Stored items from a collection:
────

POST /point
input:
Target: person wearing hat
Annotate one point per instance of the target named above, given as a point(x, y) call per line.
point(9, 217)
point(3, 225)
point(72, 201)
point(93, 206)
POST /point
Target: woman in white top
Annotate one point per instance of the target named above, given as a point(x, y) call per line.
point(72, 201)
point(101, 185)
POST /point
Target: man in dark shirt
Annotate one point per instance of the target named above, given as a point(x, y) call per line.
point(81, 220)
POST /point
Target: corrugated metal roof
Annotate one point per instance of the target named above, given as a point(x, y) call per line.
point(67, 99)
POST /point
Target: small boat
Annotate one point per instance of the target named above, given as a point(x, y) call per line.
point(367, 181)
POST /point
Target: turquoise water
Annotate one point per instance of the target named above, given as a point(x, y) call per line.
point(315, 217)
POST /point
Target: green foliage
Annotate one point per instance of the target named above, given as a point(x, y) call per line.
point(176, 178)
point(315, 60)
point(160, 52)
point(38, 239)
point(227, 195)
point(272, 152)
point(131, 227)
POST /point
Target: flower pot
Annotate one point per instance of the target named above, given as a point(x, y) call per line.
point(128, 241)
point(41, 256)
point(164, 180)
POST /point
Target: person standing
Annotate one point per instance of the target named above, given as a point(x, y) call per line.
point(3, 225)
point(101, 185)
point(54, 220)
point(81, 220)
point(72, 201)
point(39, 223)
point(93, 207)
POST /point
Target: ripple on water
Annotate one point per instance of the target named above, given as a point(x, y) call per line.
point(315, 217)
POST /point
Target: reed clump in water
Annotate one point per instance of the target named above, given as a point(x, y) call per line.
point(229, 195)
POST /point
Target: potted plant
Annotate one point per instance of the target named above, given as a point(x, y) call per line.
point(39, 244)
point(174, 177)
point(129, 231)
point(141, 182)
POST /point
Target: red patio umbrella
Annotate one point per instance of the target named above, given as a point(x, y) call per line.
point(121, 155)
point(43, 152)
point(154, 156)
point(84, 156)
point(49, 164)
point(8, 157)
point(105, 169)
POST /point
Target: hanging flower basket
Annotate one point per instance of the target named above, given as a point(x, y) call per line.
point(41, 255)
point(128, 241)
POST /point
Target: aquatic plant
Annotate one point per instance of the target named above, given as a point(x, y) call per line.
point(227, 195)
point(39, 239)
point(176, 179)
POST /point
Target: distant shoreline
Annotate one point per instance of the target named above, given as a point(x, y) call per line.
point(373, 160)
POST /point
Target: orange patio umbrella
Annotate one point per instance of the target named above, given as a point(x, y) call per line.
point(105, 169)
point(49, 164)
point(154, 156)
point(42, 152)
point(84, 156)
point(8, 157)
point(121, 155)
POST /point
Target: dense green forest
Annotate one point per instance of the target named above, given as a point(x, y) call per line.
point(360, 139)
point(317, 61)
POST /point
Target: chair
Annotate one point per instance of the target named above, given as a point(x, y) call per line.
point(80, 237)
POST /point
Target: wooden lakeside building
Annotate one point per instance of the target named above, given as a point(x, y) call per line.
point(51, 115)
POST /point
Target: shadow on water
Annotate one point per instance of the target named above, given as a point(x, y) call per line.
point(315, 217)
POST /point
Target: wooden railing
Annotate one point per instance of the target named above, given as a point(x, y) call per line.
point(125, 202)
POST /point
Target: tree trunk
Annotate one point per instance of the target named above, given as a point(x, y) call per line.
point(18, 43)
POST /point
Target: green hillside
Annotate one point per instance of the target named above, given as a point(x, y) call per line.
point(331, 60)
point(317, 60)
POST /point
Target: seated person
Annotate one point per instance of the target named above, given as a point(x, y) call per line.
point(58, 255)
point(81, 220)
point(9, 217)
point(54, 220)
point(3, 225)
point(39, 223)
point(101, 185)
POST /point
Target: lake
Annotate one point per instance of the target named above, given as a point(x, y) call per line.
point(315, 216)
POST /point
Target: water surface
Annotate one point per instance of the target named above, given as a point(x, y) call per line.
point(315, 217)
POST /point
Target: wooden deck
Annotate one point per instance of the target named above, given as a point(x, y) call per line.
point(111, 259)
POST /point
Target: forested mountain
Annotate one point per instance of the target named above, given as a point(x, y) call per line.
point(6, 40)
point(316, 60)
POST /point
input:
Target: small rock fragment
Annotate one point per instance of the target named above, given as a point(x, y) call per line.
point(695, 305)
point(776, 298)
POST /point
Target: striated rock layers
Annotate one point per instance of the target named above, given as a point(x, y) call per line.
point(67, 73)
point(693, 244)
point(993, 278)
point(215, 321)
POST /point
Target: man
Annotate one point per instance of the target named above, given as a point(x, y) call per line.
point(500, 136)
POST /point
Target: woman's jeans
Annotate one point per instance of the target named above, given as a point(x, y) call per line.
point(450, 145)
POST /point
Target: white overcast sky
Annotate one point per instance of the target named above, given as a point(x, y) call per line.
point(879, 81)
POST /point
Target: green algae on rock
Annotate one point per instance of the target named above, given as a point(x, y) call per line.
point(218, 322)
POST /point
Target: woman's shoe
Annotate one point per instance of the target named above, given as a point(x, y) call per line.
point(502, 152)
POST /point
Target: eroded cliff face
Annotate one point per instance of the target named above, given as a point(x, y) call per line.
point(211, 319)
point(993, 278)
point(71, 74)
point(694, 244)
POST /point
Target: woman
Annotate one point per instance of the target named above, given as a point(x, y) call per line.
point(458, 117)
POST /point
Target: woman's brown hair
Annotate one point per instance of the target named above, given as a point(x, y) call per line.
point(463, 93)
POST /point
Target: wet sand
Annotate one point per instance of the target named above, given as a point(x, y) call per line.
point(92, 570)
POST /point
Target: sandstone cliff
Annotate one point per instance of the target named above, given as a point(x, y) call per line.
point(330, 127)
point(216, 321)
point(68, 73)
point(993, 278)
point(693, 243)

────

◆ Do this ◆
Write out every record verbatim.

◆ Output of the exercise ◆
POST /point
input:
Target: person wearing hat
Annotate one point per instance of the target named above, given as a point(x, y) call per line.
point(9, 217)
point(3, 225)
point(72, 201)
point(93, 206)
POST /point
Target: woman in white top
Annotate one point per instance of the target named above, given as a point(x, y) call per line.
point(72, 201)
point(101, 185)
POST /point
Target: man in dark shirt
Annotate one point per instance of the target named above, given as a point(x, y) call per line.
point(81, 220)
POST /point
Target: corrugated metal roof
Annotate one point per instance of the target named above, given as a point(x, y) call per line.
point(67, 99)
POST /point
Target: small boat
Annotate one point per instance of the target named above, given as a point(x, y) call per line.
point(367, 181)
POST /point
Target: turquoise water
Annotate one point per instance of the target named above, given as a point(x, y) call per line.
point(315, 217)
POST /point
Target: green foliage
Annotate one point per instance of the target named above, given as a point(x, y) call per line.
point(176, 178)
point(315, 60)
point(160, 52)
point(38, 239)
point(227, 195)
point(272, 152)
point(131, 227)
POST /point
Target: flower pot
Annotate one point per instance of the target named above, given as a point(x, y) call per line.
point(128, 241)
point(41, 256)
point(164, 180)
POST /point
Target: person standing
Annotate one point per instance of the target named above, given as a point(x, y) call per line.
point(3, 225)
point(101, 185)
point(54, 220)
point(81, 220)
point(72, 201)
point(39, 223)
point(93, 207)
POST /point
Target: ripple on water
Annotate one point per instance of the target named above, given as a point(x, y) call per line.
point(315, 217)
POST /point
Target: reed clump in water
Annotate one point per instance of the target named above, given as a point(x, y) call per line.
point(229, 195)
POST /point
Target: potted plant
Annotate one point per instance of the target named above, given as a point(x, y) call per line.
point(39, 244)
point(174, 177)
point(129, 231)
point(141, 182)
POST /point
Target: red patio umbrella
Annotate one point per instance of the target named above, given as a point(x, y) call per line.
point(121, 155)
point(43, 152)
point(154, 156)
point(84, 156)
point(49, 164)
point(8, 157)
point(105, 169)
POST /point
Target: hanging flower basket
Annotate one point per instance of the target named above, given as a point(x, y) call per line.
point(41, 255)
point(128, 241)
POST /point
Target: aquatic plant
Annotate one point per instance of the target named above, given as a point(x, y) call per line.
point(227, 195)
point(39, 239)
point(176, 179)
POST /point
Target: distant shoreline
Annotate one point per instance of the target named above, given as a point(x, y) call per line.
point(373, 160)
POST /point
Target: orange patio umbrella
Annotate one point per instance of the target named above, given as a point(x, y) call per line.
point(105, 169)
point(49, 164)
point(154, 156)
point(42, 152)
point(84, 156)
point(8, 157)
point(121, 155)
POST /point
Target: dense green forest
Annotate one point per instance of the target named above, given as a point(x, y) call per line.
point(360, 139)
point(317, 61)
POST /point
Target: chair
Annotate one point per instance of the target named above, given as a point(x, y) call per line.
point(80, 237)
POST /point
Target: wooden lakeside building
Annotate one point per instance of the target named above, given as a point(x, y) call per line.
point(51, 115)
POST /point
Target: shadow on water
Annotate one point per instance of the target named above, given as a point(x, y) call per line.
point(315, 217)
POST /point
Target: wooden railing
Annotate one point per instance of the target named above, given as a point(x, y) call per line.
point(125, 202)
POST /point
Target: tree trunk
Annotate one point per instance of the target named above, given as a point(x, y) call per line.
point(18, 43)
POST /point
Target: green hillside
Annotate one point per instance of the target named above, given as a point(x, y) call per line.
point(331, 60)
point(317, 60)
POST /point
Target: seated person
Annotate one point per instance of the target named above, given as a point(x, y) call per line.
point(58, 255)
point(81, 220)
point(9, 217)
point(54, 220)
point(3, 225)
point(39, 223)
point(101, 185)
POST /point
Target: lake
Annotate one point per instance of the target named above, given as a point(x, y) call per line.
point(315, 216)
POST /point
Target: water surface
Annotate one point per instance of the target named above, given as a point(x, y) call per line.
point(315, 217)
POST /point
Target: wooden deck
Annotate one point per instance of the target named above, given as a point(x, y) call per line.
point(111, 259)
POST /point
Target: forested mountain
Annotate one point per instance of the target named above, given as a point(x, y) call per line.
point(6, 40)
point(316, 60)
POST /point
input:
Target: small rock fragment
Annotate one point per instance of the target named above, given as a point(x, y) call per line.
point(695, 305)
point(776, 298)
POST /point
Target: striated rock layers
Annotate one point per instance of the target named above, given as a point(x, y) call per line.
point(67, 73)
point(693, 244)
point(993, 278)
point(215, 321)
POST /point
Target: man
Annotate one point per instance of the target named above, given as a point(x, y) call per line.
point(500, 136)
POST /point
Target: woman's jeans
Annotate one point per instance of the target named above, given as a point(x, y) call per line.
point(450, 145)
POST /point
Target: white overcast sky
Annotate one point per instance of the target named above, given as a point(x, y) call per line.
point(879, 81)
POST /point
Target: green algae on rock
Annotate one point per instance of the target named above, given as a point(x, y) call per line.
point(218, 322)
POST /point
Target: woman's shoe
Annotate one point per instance of the target named above, given as a point(x, y) call per line.
point(502, 152)
POST /point
Target: eroded cliff face
Annotate one point per instance of the target named above, given as a point(x, y) call per line.
point(211, 319)
point(993, 278)
point(71, 74)
point(694, 244)
POST /point
Target: woman
Annotate one point per instance of the target named above, given as a point(x, y) call per line.
point(458, 117)
POST /point
Target: woman's brown hair
Annotate one point per instance of the target named above, given as a point(x, y) call per line.
point(463, 93)
POST /point
Target: wet sand
Annotate one point per instance of the target named above, given as a point(x, y) call per line.
point(92, 570)
POST /point
Target: sandstone cliff
Annotate one point per instance of the target named above, given as a point(x, y) call per line.
point(330, 127)
point(216, 321)
point(68, 73)
point(993, 278)
point(693, 243)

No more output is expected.